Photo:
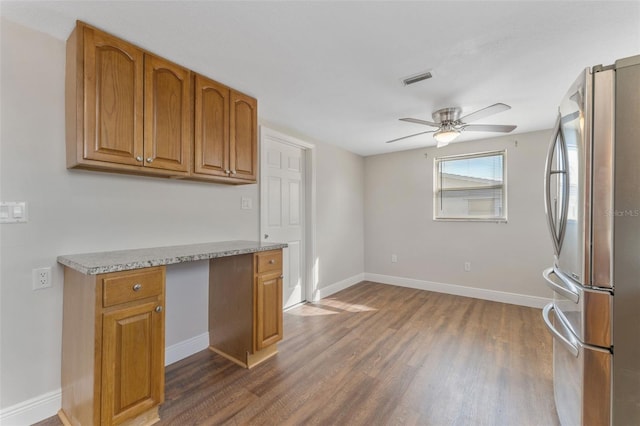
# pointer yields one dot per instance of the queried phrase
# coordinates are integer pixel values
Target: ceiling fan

---

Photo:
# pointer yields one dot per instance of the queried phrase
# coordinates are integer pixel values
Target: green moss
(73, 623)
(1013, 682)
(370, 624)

What is asked:
Please identify each line in the data above that contains the string "Target" and copy those lines out in full.

Reply:
Target: ceiling fan
Target: green moss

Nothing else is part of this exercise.